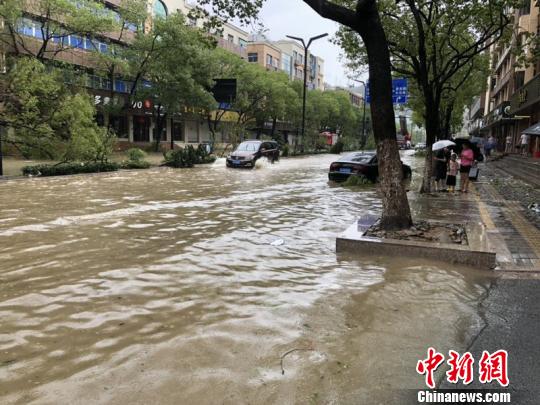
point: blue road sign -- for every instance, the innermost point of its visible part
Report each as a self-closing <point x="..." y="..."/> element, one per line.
<point x="400" y="91"/>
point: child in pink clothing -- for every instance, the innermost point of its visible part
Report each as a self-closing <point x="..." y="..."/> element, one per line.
<point x="453" y="167"/>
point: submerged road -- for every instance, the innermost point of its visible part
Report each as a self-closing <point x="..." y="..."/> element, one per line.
<point x="209" y="285"/>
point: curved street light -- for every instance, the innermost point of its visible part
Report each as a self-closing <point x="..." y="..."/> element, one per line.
<point x="363" y="141"/>
<point x="306" y="48"/>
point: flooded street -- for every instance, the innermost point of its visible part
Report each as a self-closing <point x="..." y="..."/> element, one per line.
<point x="188" y="286"/>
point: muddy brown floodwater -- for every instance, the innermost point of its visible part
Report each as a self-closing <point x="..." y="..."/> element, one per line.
<point x="188" y="286"/>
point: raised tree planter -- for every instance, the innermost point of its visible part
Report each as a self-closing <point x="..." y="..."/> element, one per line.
<point x="472" y="252"/>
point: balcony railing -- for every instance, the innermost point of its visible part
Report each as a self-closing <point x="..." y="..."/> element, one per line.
<point x="526" y="95"/>
<point x="475" y="107"/>
<point x="232" y="47"/>
<point x="496" y="115"/>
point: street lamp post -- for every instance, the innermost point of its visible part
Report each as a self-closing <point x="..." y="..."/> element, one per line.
<point x="306" y="48"/>
<point x="363" y="141"/>
<point x="1" y="157"/>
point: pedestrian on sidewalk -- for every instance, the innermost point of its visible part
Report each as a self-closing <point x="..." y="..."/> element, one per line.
<point x="441" y="169"/>
<point x="466" y="163"/>
<point x="453" y="168"/>
<point x="488" y="146"/>
<point x="525" y="145"/>
<point x="508" y="144"/>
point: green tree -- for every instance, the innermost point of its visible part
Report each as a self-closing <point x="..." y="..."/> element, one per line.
<point x="361" y="16"/>
<point x="54" y="22"/>
<point x="48" y="117"/>
<point x="169" y="65"/>
<point x="437" y="44"/>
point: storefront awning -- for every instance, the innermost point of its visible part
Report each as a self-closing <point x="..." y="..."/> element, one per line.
<point x="534" y="130"/>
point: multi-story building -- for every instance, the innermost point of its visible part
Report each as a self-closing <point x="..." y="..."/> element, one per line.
<point x="265" y="54"/>
<point x="135" y="123"/>
<point x="296" y="53"/>
<point x="293" y="51"/>
<point x="511" y="105"/>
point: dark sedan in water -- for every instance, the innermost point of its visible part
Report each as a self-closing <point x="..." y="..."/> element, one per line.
<point x="248" y="152"/>
<point x="360" y="164"/>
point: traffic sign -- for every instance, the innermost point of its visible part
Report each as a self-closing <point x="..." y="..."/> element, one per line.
<point x="400" y="91"/>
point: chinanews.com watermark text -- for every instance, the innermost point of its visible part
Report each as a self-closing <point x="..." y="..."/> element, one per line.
<point x="491" y="368"/>
<point x="462" y="397"/>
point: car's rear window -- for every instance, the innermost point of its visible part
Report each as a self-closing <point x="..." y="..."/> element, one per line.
<point x="357" y="158"/>
<point x="248" y="147"/>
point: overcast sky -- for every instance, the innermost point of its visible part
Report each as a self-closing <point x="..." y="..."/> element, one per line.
<point x="294" y="17"/>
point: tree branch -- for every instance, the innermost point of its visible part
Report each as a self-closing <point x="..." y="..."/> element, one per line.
<point x="335" y="12"/>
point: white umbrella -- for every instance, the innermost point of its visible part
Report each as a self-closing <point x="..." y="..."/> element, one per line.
<point x="442" y="144"/>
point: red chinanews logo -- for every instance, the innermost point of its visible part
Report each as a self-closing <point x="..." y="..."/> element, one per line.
<point x="491" y="367"/>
--------------------------------------------------
> Written exercise:
Reproduce every line of the items from the line containing "point: overcast sky" up to and including the last line of the items. Keep the requests unchanged, and add 60 to each x and y coordinate in the answers.

> Solved problem:
point: overcast sky -- for every instance, the innermost point of its visible part
Report each as a self-closing <point x="..." y="..."/> element, one per line.
<point x="354" y="77"/>
point: tree branch -- for every instance, the innermost point of its visible part
Report each as a self-closing <point x="..." y="..."/> element, one per line.
<point x="395" y="72"/>
point: white umbrella -- for every instance, the innermost point of its visible part
Report each as a self-closing <point x="..." y="..."/> element, one per line.
<point x="502" y="204"/>
point: red chinanews logo -- for every instance, the innermost point of its visible part
Report each as a self-closing <point x="..." y="..."/> element, one per line.
<point x="551" y="427"/>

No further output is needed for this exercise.